Collected data
_ _ _ _ _

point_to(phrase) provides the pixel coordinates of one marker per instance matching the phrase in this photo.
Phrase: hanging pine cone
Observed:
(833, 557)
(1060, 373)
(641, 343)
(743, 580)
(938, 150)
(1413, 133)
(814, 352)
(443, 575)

_ _ _ _ _

▸ Problem requirements: Each line in the data is to be written out precisely.

▸ Problem solution:
point_to(phrase) provides the pixel coordinates of one marker per instance matching the phrase in this photo.
Phrase: hanging pine cone
Observed:
(833, 557)
(1060, 373)
(641, 343)
(743, 580)
(938, 150)
(1413, 133)
(814, 352)
(443, 575)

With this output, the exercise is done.